Excerpts of bounding box data:

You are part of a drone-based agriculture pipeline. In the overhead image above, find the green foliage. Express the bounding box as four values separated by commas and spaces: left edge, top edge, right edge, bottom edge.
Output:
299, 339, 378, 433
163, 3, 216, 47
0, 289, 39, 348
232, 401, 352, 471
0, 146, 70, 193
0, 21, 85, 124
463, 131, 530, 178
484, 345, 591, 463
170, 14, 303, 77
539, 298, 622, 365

TASK TO CARRY OUT:
Reproduce the full listing above, character for character.

WRITTEN RESPONSE:
You are part of a drone-based agriculture pipeline. In the overhead image above, find the green foliage. Express the bounding box as four values separated by commas and spaces: left edge, top edge, right edge, bottom edge.
Output:
299, 339, 378, 433
163, 3, 216, 47
0, 289, 39, 348
232, 401, 352, 471
0, 146, 70, 193
0, 21, 85, 124
463, 131, 530, 178
484, 345, 591, 463
170, 14, 303, 77
539, 298, 622, 365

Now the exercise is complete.